▸ **Petit exercice a**: Dans les entrées, substituez "small" à "large" et recopiez les lignes ainsi modifiées, sans autre changement. Commencez à la première ligne des entrées et arrêtez-vous après la ligne qui contient "left=104, top=149, right=135, bottom=162".

Jean Christophe Cambadélis : "Sarkozy veut être le héros de la France"
Alors qu'à New York, Nicolas Sarkozy tente de redorer son blason, à Pau, où se déroule mardi et mercredi la rentrée parlementaire du PS, Jean-Christophe Cambadélis analyse sans indulgence la politique internationale du chef de l'État.
Secrétaire national en charge des questions internationales au sein du PS, il publie, le 4 octobre prochain, Dis-moi où sont les fleurs ? Essai sur la politique étrangère de Nicolas Sarkozy (Éditions Bruno Leprince) et répond aux questions du Point.fr.
Le Point.fr : L'image de la France sur la scène internationale est-elle dégradée par l'attitude de Nicolas Sarkozy ces dernières semaines ?
Jean-Christophe Cambadélis : Oui, mais ce n'est pas nouveau. Ce qui se passe avec les Roms, la polémique avec l'Allemagne, l'accrochage avec Angela Merkel... nous avons déjà connu cela, et de même intensité, avec la Chine. Rappelez-vous : un jour, il fallait recevoir le dalaï-lama, un autre jour, il ne fallait pas le recevoir et, le troisième jour, c'est Mme Sarkozy qui le recevait avec M. Kouchner (en août 2008, ndlr). Même problème avec la Russie. Il ne fallait pas discuter avec les Russes et soudain, on déployait le tapis rouge à Vladimir Poutine (en mai 2008)... Nicolas Sarkozy n'a pas de politique internationale suivie et cohérente parce que la politique internationale n'a qu'une vocation nationale pour lui. Bilan, Nicolas Sarkozy est partout médiatiquement, mais la France n'est nulle part.
Est-ce à dire que Nicolas Sarkozy ne s'adresse qu'à son électorat ?
Depuis les élections régionales de mars 2010, Nicolas Sarkozy se concentre non sur le gouvernement de la France, mais sur la préparation de l'élection présidentielle. Tout ce qu'il fait procède de sa candidature en 2012, que ce soit le tournant sécuritaire, la réforme des retraites, la désignation d'un bouc émissaire - les Roms - ou la tension avec l'Europe. Il s'agit de créer les conditions de sa réélection.
Cela peut-il avoir des conséquences sur la présidence du G20 ?
Il y aura des conséquences. Nicolas Sarkozy veut être le héros de la France, pas faire avancer les grandes questions du monde. Alors, pendant la présidence du G20, il démontrera qu'il veut faire beaucoup et que les autres ne veulent pas. Il va retrouver un bouc émissaire. Il soulignera que les États-Unis et la Chine ne veulent pas de la taxe sur les transactions financières ou que tel ou tel autre pays ne veut pas avancer sur les questions écologiques. C'est d'ailleurs paradoxal. Pour présider le G20 et faire avancer ses thèses, il aurait intérêt à rassembler, à dialoguer, à être l'homme du consensus, non l'homme de la tension. Or Nicolas Sarkozy aiguise, accentue, clive.

▸ **Petit exercice b**: Extrayez tel quel un passage de l'entretien : commencez aux mots "Alors qu'à New" et arrêtez-vous après les mots "chef de l'État.".

(Extraits de jeu de données annotés par cadres)

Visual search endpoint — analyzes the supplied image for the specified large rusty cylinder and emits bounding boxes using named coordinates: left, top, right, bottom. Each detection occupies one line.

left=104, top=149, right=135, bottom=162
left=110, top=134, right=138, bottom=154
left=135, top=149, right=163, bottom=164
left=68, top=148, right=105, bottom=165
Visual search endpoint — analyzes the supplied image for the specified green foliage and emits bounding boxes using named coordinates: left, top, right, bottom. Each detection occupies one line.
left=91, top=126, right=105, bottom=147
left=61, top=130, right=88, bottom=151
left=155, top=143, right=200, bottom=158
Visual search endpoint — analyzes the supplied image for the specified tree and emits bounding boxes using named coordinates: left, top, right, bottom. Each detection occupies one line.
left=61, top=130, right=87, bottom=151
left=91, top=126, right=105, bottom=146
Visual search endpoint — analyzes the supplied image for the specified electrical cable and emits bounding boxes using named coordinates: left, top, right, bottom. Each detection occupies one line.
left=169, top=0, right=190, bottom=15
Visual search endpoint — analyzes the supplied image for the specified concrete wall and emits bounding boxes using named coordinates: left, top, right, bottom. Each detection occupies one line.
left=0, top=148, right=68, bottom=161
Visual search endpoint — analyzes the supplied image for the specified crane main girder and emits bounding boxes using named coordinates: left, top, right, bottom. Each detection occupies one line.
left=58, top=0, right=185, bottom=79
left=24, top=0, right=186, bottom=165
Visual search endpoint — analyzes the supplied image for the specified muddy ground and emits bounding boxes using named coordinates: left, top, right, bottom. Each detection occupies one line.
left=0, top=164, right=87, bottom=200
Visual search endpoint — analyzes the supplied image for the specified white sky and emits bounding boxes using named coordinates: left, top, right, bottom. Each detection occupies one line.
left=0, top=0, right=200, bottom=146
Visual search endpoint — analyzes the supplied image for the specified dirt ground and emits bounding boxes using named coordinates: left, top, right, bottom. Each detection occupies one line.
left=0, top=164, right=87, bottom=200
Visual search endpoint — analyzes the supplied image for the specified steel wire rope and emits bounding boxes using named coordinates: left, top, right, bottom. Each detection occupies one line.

▸ **Réponse attendue a**:
Visual search endpoint — analyzes the supplied image for the specified small rusty cylinder and emits bounding boxes using named coordinates: left, top, right, bottom. Each detection occupies one line.

left=104, top=149, right=135, bottom=162

▸ **Réponse attendue b**:
Alors qu'à New York, Nicolas Sarkozy tente de redorer son blason, à Pau, où se déroule mardi et mercredi la rentrée parlementaire du PS, Jean-Christophe Cambadélis analyse sans indulgence la politique internationale du chef de l'État.